> **Énoncé**
Veuillez recopier sans la moindre modification toutes les lignes des données ci-dessous.

===============

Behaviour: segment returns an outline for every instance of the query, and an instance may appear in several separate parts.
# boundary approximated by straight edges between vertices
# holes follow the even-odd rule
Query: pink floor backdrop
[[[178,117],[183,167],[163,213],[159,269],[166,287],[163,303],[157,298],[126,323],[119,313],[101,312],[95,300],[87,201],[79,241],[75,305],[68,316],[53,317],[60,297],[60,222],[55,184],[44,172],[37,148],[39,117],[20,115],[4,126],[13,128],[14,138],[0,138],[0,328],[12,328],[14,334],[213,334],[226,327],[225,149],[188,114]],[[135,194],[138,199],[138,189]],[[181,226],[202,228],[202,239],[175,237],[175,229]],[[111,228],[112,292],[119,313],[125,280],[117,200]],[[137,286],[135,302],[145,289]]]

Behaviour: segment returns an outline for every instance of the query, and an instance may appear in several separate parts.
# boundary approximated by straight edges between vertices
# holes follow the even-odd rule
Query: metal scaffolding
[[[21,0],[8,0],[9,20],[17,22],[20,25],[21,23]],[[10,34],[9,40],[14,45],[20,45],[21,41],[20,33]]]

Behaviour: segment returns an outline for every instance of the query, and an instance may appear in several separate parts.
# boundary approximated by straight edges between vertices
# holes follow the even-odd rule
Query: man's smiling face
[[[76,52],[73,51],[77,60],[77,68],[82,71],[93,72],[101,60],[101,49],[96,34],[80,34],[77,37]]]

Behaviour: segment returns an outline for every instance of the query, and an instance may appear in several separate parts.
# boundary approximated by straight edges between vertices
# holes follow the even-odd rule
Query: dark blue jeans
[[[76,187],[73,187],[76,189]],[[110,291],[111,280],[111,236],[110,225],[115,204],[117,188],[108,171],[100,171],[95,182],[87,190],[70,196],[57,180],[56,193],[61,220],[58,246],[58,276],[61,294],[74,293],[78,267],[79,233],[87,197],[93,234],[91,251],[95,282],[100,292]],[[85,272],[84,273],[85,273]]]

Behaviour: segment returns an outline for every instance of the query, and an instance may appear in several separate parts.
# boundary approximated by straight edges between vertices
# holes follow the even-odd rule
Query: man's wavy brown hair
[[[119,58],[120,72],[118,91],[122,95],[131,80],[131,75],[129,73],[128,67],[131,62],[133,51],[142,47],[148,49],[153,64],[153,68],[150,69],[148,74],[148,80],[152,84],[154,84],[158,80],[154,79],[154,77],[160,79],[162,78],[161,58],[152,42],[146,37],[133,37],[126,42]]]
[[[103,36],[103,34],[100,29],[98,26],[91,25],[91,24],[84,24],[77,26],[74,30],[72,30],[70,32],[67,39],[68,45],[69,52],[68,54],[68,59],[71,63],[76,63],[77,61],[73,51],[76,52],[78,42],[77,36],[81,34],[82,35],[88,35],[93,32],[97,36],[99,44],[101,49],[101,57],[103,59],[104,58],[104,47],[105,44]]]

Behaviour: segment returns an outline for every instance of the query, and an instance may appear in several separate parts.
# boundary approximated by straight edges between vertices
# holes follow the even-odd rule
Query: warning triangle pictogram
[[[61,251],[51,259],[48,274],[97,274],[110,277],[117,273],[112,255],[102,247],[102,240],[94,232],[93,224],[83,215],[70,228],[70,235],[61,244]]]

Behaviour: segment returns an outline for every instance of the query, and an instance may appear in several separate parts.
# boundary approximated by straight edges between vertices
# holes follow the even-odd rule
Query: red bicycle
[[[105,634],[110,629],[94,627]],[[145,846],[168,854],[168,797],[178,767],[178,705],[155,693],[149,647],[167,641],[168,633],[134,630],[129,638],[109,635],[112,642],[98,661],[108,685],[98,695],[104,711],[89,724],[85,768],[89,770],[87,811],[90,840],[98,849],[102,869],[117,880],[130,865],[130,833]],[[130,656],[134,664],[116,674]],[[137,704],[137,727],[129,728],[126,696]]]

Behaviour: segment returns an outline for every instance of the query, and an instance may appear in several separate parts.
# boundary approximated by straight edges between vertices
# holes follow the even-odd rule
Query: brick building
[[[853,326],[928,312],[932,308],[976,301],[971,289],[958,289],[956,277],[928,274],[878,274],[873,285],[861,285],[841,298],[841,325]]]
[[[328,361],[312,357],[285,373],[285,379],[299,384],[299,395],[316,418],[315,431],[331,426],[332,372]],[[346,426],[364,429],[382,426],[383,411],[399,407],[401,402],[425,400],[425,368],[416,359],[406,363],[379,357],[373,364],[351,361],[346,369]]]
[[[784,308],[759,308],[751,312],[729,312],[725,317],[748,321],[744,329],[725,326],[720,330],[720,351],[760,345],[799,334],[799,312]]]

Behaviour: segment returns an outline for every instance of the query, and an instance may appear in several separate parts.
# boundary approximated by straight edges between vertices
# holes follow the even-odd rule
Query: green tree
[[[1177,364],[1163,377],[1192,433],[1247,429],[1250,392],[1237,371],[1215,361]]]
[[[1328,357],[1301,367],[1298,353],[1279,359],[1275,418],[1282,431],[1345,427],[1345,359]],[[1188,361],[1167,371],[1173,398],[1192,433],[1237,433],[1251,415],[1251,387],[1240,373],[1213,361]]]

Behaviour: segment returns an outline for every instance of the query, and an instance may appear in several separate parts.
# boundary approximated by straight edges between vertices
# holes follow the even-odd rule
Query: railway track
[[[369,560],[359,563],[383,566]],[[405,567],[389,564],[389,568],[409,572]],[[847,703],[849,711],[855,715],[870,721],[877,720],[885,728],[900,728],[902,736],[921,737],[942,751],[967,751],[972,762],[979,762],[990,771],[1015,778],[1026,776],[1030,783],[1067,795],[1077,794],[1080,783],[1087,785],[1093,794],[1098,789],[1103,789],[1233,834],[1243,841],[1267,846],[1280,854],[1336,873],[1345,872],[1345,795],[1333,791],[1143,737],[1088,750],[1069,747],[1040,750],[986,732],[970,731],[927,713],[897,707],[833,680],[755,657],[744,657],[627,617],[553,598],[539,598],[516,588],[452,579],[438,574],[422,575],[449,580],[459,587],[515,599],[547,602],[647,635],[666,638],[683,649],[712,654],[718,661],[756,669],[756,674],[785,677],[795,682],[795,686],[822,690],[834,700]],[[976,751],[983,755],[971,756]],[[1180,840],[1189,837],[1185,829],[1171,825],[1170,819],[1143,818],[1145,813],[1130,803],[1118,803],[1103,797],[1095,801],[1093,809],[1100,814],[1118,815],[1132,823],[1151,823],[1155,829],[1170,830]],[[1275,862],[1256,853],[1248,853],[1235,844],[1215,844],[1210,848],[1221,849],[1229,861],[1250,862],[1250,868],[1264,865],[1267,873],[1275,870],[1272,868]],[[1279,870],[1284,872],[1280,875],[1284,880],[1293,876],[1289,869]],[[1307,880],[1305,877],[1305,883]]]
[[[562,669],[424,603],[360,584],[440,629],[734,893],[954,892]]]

===============

> **Corrigé détaillé**
Behaviour: segment returns an outline for every instance of the query, and an instance may appear in several separate parts.
# boundary approximated by straight edges between vertices
# holes follow the even-odd rule
Query: pink floor backdrop
[[[178,117],[183,167],[163,213],[159,269],[166,287],[163,303],[157,298],[126,323],[119,313],[101,312],[95,300],[87,201],[79,241],[75,305],[68,316],[53,317],[60,297],[60,222],[55,184],[44,172],[37,148],[39,117],[20,115],[4,126],[13,128],[14,138],[0,138],[0,328],[12,328],[14,334],[213,334],[226,327],[225,149],[188,114]],[[135,194],[138,199],[138,189]],[[181,226],[202,228],[202,239],[175,237],[175,229]],[[111,228],[112,292],[119,313],[125,280],[117,200]],[[137,286],[135,302],[145,289]]]

Behaviour: segment returns an outline for every instance of the query, and an instance may appear in several separate parts.
# boundary approximated by straight edges between vertices
# holes follow the even-odd rule
Query: metal scaffolding
[[[21,0],[8,0],[9,20],[17,22],[20,25],[21,23]],[[10,34],[9,40],[14,45],[20,45],[21,41],[20,33]]]

Behaviour: segment returns an outline for every instance of the query, and an instance may appear in several separate parts.
# boundary approximated by straight edges between vertices
# holes follow the even-odd rule
Query: man's smiling face
[[[76,52],[73,51],[77,60],[77,68],[82,71],[93,72],[101,60],[101,49],[96,34],[80,34],[77,37]]]

Behaviour: segment returns an outline for every instance of the query, and an instance may appear in several separate parts.
# boundary approximated by straight edges between vertices
# holes follow the even-odd rule
Query: dark blue jeans
[[[76,187],[73,187],[76,189]],[[110,291],[111,280],[111,236],[110,225],[115,204],[117,188],[108,171],[100,171],[95,182],[87,190],[70,196],[57,180],[56,193],[61,220],[58,246],[58,276],[61,294],[74,293],[78,267],[79,233],[87,197],[93,234],[91,251],[95,282],[100,292]],[[85,272],[84,273],[85,273]]]

Behaviour: segment returns an outline for every instance of the query, and an instance may appear in several separate parts.
# boundary approximated by straight edges between vertices
# holes follow the even-odd rule
Query: man's wavy brown hair
[[[119,58],[120,72],[118,91],[122,95],[131,80],[131,75],[129,73],[128,67],[131,62],[133,51],[142,47],[148,49],[153,64],[153,68],[150,69],[148,74],[148,80],[152,84],[154,84],[158,80],[154,79],[154,77],[160,79],[162,78],[161,58],[152,42],[146,37],[133,37],[126,42]]]
[[[103,36],[103,34],[100,29],[98,26],[91,25],[91,24],[84,24],[77,26],[74,30],[72,30],[70,32],[67,39],[68,45],[69,52],[68,54],[68,59],[71,63],[76,63],[77,61],[73,51],[76,52],[78,42],[77,36],[81,34],[82,35],[88,35],[93,32],[97,36],[99,44],[101,49],[101,57],[103,59],[104,58],[104,47],[105,44]]]

Behaviour: segment returns an outline for every instance of the query, and an instance may appear in several separate parts.
# boundary approximated by straight edges between vertices
# holes follow the even-odd rule
Query: warning triangle pictogram
[[[61,251],[51,259],[48,274],[97,274],[110,277],[117,273],[112,255],[102,247],[102,240],[94,232],[93,224],[83,215],[70,228],[70,235],[61,244]]]

Behaviour: segment returns an outline for every instance of the query, and an instance may appear in several separate parts.
# boundary approximated by straight edges between vertices
# holes follow the even-odd rule
Query: red bicycle
[[[105,634],[110,629],[94,627]],[[145,846],[168,854],[168,797],[178,767],[178,705],[155,693],[149,647],[167,641],[168,633],[134,630],[129,638],[109,635],[112,642],[98,661],[108,685],[98,695],[104,711],[89,724],[85,768],[89,770],[87,811],[90,840],[98,849],[102,869],[117,880],[130,865],[130,833]],[[130,656],[134,664],[116,674]],[[137,704],[137,727],[129,728],[126,696]]]

Behaviour: segment returns an outline for every instance of the query, and an instance may appear in several separate parts.
# boundary approximated by straight edges between vertices
# holes follow the even-odd rule
Query: brick building
[[[853,326],[928,312],[932,308],[976,301],[971,289],[958,289],[956,277],[928,274],[878,274],[873,285],[861,285],[841,298],[841,325]]]
[[[328,361],[312,357],[285,373],[285,379],[299,384],[299,395],[316,418],[315,431],[331,426],[332,372]],[[346,426],[364,429],[382,426],[383,411],[399,407],[401,402],[425,400],[425,368],[416,359],[406,363],[379,357],[373,364],[351,361],[346,369]]]
[[[784,308],[759,308],[751,312],[729,312],[725,317],[748,321],[744,329],[725,326],[720,330],[720,351],[760,345],[799,334],[799,312]]]

Behaviour: segment returns an outline for every instance of the query, and an instance may appear in several separate parts.
# boundary approximated by straight edges between vertices
# holes follow the even-odd rule
Query: green tree
[[[1177,364],[1163,377],[1192,433],[1247,429],[1250,392],[1237,371],[1215,361]]]
[[[1328,357],[1301,367],[1298,353],[1279,359],[1275,418],[1282,431],[1345,427],[1345,359]],[[1188,361],[1167,371],[1173,398],[1192,433],[1237,433],[1251,415],[1251,387],[1240,373],[1213,361]]]

Behaviour: segment returns an outline for every instance of the query, and an instance may appear in several separate parts.
# boundary approximated by straight edges between vertices
# holes follow the even-odd rule
Query: railway track
[[[369,560],[359,563],[383,566]],[[405,567],[389,564],[389,568],[409,572]],[[847,703],[849,711],[855,715],[870,721],[877,720],[885,728],[900,728],[902,736],[921,737],[942,751],[967,751],[972,762],[979,762],[990,771],[1015,778],[1026,776],[1030,783],[1067,795],[1077,794],[1080,783],[1087,785],[1093,794],[1098,789],[1103,789],[1233,834],[1243,841],[1267,846],[1280,854],[1336,873],[1345,872],[1345,795],[1333,791],[1143,737],[1088,750],[1069,747],[1040,750],[986,732],[970,731],[927,713],[897,707],[833,680],[755,657],[744,657],[627,617],[553,598],[539,598],[516,588],[452,579],[438,574],[422,575],[449,580],[459,587],[515,599],[547,602],[647,635],[666,638],[683,649],[712,654],[718,661],[756,669],[756,674],[785,677],[795,682],[795,686],[822,690],[834,700]],[[976,751],[983,755],[971,756]],[[1180,840],[1189,837],[1185,829],[1171,825],[1170,819],[1143,818],[1145,813],[1130,803],[1118,803],[1103,797],[1095,801],[1093,809],[1100,814],[1118,815],[1132,823],[1151,823],[1155,829],[1170,830]],[[1275,862],[1256,853],[1248,853],[1235,844],[1215,844],[1210,848],[1221,849],[1229,861],[1250,862],[1250,868],[1264,865],[1267,873],[1275,870],[1272,868]],[[1279,870],[1284,872],[1280,875],[1284,880],[1293,876],[1289,869]],[[1307,880],[1305,877],[1305,883]]]
[[[562,669],[424,603],[360,584],[440,629],[734,893],[954,892]]]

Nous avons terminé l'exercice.